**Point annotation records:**
########################################

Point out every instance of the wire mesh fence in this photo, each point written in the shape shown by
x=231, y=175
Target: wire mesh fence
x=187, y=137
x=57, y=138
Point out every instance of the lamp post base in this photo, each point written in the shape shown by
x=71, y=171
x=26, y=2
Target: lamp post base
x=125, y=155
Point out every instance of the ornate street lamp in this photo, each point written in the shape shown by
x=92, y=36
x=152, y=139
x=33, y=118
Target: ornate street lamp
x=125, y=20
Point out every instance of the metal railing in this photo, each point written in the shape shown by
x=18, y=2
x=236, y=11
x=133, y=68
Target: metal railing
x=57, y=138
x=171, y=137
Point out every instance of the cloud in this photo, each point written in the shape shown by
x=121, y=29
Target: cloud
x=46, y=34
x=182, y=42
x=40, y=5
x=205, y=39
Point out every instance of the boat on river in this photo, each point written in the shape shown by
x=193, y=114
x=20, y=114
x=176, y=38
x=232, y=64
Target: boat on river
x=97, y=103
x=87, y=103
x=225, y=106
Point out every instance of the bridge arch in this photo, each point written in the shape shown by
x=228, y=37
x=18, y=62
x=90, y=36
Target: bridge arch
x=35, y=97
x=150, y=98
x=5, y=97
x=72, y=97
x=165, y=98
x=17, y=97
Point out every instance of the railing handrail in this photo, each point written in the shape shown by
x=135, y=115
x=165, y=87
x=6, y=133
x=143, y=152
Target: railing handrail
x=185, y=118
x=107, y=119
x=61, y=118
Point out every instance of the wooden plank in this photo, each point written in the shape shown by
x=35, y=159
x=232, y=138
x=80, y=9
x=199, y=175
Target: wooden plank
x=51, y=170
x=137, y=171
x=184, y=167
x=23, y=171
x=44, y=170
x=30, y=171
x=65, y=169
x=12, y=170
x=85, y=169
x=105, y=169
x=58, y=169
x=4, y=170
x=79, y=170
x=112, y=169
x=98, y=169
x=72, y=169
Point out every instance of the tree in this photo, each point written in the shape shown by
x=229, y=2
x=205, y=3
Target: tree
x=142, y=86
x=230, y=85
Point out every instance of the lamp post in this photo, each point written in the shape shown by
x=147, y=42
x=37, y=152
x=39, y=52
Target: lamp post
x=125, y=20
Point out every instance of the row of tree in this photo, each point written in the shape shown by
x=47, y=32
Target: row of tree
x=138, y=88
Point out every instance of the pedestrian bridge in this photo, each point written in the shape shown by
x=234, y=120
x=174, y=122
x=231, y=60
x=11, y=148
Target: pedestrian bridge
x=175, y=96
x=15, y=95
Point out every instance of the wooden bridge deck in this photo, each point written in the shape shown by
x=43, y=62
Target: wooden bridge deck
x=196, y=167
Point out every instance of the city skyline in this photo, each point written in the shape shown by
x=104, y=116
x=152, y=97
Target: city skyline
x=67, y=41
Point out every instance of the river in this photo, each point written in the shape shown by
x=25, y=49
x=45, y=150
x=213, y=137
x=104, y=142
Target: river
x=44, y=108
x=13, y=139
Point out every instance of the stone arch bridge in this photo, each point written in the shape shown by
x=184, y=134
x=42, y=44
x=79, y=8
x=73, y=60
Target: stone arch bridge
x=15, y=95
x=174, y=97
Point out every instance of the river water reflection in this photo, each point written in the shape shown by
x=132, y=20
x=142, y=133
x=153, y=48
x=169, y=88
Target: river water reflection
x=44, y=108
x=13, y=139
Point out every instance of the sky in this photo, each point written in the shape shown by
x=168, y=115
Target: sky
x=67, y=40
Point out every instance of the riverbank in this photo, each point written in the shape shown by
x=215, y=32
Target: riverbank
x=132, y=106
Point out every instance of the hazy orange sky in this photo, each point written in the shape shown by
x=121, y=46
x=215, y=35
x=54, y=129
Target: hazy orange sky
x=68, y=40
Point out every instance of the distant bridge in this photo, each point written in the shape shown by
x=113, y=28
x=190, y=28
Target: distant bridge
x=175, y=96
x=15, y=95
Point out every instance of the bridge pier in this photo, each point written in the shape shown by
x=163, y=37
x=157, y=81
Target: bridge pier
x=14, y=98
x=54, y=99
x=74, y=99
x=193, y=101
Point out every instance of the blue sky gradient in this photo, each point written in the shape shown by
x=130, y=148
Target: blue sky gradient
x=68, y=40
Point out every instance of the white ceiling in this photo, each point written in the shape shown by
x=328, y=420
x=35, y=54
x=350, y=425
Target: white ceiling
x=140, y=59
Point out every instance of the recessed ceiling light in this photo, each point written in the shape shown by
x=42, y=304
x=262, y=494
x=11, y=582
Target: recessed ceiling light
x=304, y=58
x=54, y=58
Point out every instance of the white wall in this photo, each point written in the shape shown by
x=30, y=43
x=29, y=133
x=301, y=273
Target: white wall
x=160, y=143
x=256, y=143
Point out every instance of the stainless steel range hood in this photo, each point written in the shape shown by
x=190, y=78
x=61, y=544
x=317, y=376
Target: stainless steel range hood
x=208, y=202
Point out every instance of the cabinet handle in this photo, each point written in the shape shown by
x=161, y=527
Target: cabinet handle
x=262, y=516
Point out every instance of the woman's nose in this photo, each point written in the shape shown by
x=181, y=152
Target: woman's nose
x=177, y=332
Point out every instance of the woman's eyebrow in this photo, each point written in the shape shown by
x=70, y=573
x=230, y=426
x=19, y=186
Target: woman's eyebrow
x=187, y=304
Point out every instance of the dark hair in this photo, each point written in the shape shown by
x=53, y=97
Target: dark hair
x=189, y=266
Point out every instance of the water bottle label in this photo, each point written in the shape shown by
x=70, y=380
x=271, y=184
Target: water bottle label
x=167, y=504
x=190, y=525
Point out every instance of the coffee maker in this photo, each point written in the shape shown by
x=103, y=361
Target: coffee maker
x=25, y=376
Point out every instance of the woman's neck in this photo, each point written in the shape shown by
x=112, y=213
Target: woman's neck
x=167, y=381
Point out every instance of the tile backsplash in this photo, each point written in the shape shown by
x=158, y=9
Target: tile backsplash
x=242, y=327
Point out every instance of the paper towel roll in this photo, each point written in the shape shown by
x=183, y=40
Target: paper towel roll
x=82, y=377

########################################

Render the data above as a JSON array of strings, with one string for each line and no strings for blank lines.

**Result of this task:**
[
  "Point out every instance of the wire mesh fence in this photo, each point written in the shape shown by",
  "x=231, y=175",
  "Target: wire mesh fence",
  "x=187, y=137",
  "x=57, y=138",
  "Point out every instance of the lamp post base in this photo, each point written in the shape shown by",
  "x=71, y=171",
  "x=26, y=2",
  "Target: lamp post base",
  "x=125, y=155",
  "Point out every instance of the ornate street lamp in this photo, each point written in the shape shown by",
  "x=92, y=36",
  "x=152, y=139",
  "x=33, y=118",
  "Target: ornate street lamp",
  "x=125, y=20",
  "Point out every instance of the metal railing in this photo, each point written in the shape shown by",
  "x=18, y=2",
  "x=236, y=11",
  "x=133, y=68",
  "Target: metal railing",
  "x=57, y=138",
  "x=171, y=137",
  "Point out every instance of the cloud in this photo, each point written in the shape shown by",
  "x=121, y=29",
  "Target: cloud",
  "x=46, y=34",
  "x=182, y=42",
  "x=40, y=5",
  "x=205, y=39",
  "Point out every instance of the boat on river in this photo, each point written in the shape shown by",
  "x=193, y=114",
  "x=20, y=114",
  "x=176, y=38",
  "x=232, y=64",
  "Target: boat on river",
  "x=97, y=103",
  "x=87, y=103",
  "x=225, y=106",
  "Point out every instance of the bridge arch in this photo, each point written in the shape shown by",
  "x=228, y=37",
  "x=18, y=62",
  "x=90, y=36",
  "Target: bridge arch",
  "x=35, y=97",
  "x=150, y=98",
  "x=5, y=97",
  "x=72, y=97",
  "x=165, y=98",
  "x=17, y=97",
  "Point out every instance of the railing handrail in this photo, each point written in the shape shown by",
  "x=135, y=115",
  "x=165, y=87",
  "x=6, y=133",
  "x=143, y=152",
  "Target: railing handrail",
  "x=185, y=118",
  "x=107, y=119",
  "x=61, y=118",
  "Point out every instance of the wooden plank in this photo, each point written in the shape shown by",
  "x=35, y=159",
  "x=232, y=138",
  "x=80, y=9",
  "x=199, y=175",
  "Target: wooden plank",
  "x=51, y=170",
  "x=137, y=171",
  "x=184, y=167",
  "x=23, y=171",
  "x=44, y=170",
  "x=30, y=171",
  "x=65, y=169",
  "x=12, y=170",
  "x=85, y=169",
  "x=105, y=169",
  "x=58, y=169",
  "x=4, y=170",
  "x=79, y=170",
  "x=112, y=169",
  "x=98, y=169",
  "x=72, y=169",
  "Point out every instance of the tree in this photo, each point written in the shape shown by",
  "x=229, y=2",
  "x=205, y=3",
  "Target: tree",
  "x=142, y=86",
  "x=230, y=85",
  "Point out every instance of the lamp post in this photo, each point written in the shape shown by",
  "x=147, y=42",
  "x=37, y=152",
  "x=39, y=52",
  "Target: lamp post",
  "x=125, y=20",
  "Point out every instance of the row of tree in this photo, each point written in the shape shown by",
  "x=47, y=32",
  "Target: row of tree",
  "x=138, y=88",
  "Point out every instance of the pedestrian bridge in this photo, each point written in the shape shown by",
  "x=234, y=120",
  "x=174, y=122",
  "x=231, y=60",
  "x=11, y=148",
  "Target: pedestrian bridge",
  "x=175, y=96",
  "x=15, y=95",
  "Point out every instance of the wooden bridge deck in this photo, each point written in the shape shown by",
  "x=43, y=62",
  "Target: wooden bridge deck",
  "x=196, y=167",
  "Point out every instance of the city skyline in this photo, each point written in the shape shown by",
  "x=104, y=116",
  "x=152, y=97",
  "Target: city skyline",
  "x=67, y=41",
  "Point out every instance of the river in this photo, each point written in the shape shown by",
  "x=25, y=49",
  "x=45, y=150",
  "x=213, y=137",
  "x=104, y=142",
  "Target: river",
  "x=44, y=108",
  "x=13, y=139",
  "Point out every instance of the stone arch bridge in this photo, each point written in the shape shown by",
  "x=184, y=134",
  "x=42, y=44",
  "x=79, y=8",
  "x=73, y=60",
  "Target: stone arch bridge",
  "x=15, y=95",
  "x=174, y=97",
  "Point out every instance of the river water reflection in this photo, each point written in the shape shown by",
  "x=132, y=20",
  "x=142, y=133",
  "x=153, y=48",
  "x=169, y=88",
  "Target: river water reflection",
  "x=44, y=108",
  "x=13, y=139",
  "Point out every instance of the sky in this photo, each point written in the shape shown by",
  "x=168, y=115",
  "Target: sky",
  "x=67, y=40",
  "Point out every instance of the riverbank in this photo, each point written in the shape shown by",
  "x=215, y=32",
  "Target: riverbank",
  "x=132, y=106",
  "Point out every instance of the hazy orange sky in this photo, each point written in the shape shown by",
  "x=121, y=46",
  "x=215, y=35",
  "x=54, y=129",
  "Target: hazy orange sky",
  "x=68, y=40",
  "Point out every instance of the distant bridge in this photo, each point written in the shape shown by",
  "x=113, y=28",
  "x=190, y=28",
  "Target: distant bridge",
  "x=175, y=96",
  "x=15, y=95",
  "Point out every instance of the bridge pier in this photo, each point written in the shape shown by",
  "x=163, y=37",
  "x=157, y=81",
  "Target: bridge pier",
  "x=14, y=98",
  "x=54, y=99",
  "x=74, y=99",
  "x=193, y=101",
  "Point out every instance of the blue sky gradient in this photo, each point written in the shape shown by",
  "x=130, y=148",
  "Target: blue sky gradient",
  "x=68, y=40",
  "Point out every instance of the white ceiling in this photo, each point written in the shape shown by",
  "x=328, y=420",
  "x=35, y=54",
  "x=350, y=425",
  "Target: white ceiling",
  "x=140, y=59",
  "Point out every instance of the recessed ceiling light in this photo, each point written in the shape shown by",
  "x=42, y=304",
  "x=262, y=494",
  "x=11, y=582",
  "Target: recessed ceiling light",
  "x=304, y=58",
  "x=54, y=58",
  "Point out every instance of the white wall in this photo, each point written in the shape shown by",
  "x=30, y=43",
  "x=29, y=133",
  "x=301, y=273",
  "Target: white wall",
  "x=160, y=143",
  "x=256, y=143",
  "Point out every instance of the stainless steel range hood in this photo, each point written in the shape shown by",
  "x=190, y=78",
  "x=61, y=544",
  "x=317, y=376",
  "Target: stainless steel range hood",
  "x=208, y=202",
  "Point out every instance of the cabinet handle in this photo, each point written in the shape shown by",
  "x=161, y=527",
  "Target: cabinet handle",
  "x=262, y=516",
  "Point out every instance of the woman's nose in this photo, each point written in the shape shown by",
  "x=181, y=152",
  "Target: woman's nose",
  "x=177, y=332",
  "Point out every instance of the woman's eyebrow in this photo, each point written in the shape shown by",
  "x=70, y=573",
  "x=230, y=426",
  "x=19, y=186",
  "Target: woman's eyebrow",
  "x=187, y=304",
  "Point out every instance of the dark hair in this photo, each point written in the shape shown by",
  "x=53, y=97",
  "Target: dark hair",
  "x=189, y=266",
  "Point out every instance of the water bottle label in this photo, each point written in the shape shown by",
  "x=70, y=380",
  "x=271, y=184",
  "Target: water bottle label",
  "x=167, y=504",
  "x=190, y=525",
  "Point out every instance of the coffee maker in this photo, each point written in the shape shown by",
  "x=103, y=361",
  "Target: coffee maker",
  "x=25, y=376",
  "Point out every instance of the woman's neck in this photo, each point written in the shape shown by",
  "x=112, y=213",
  "Target: woman's neck",
  "x=167, y=381",
  "Point out every instance of the tile backsplash in this photo, each point written in the shape shown by",
  "x=158, y=9",
  "Target: tile backsplash",
  "x=242, y=327",
  "Point out every instance of the paper towel roll in this photo, each point written in the shape shown by",
  "x=183, y=40",
  "Target: paper towel roll",
  "x=82, y=377"
]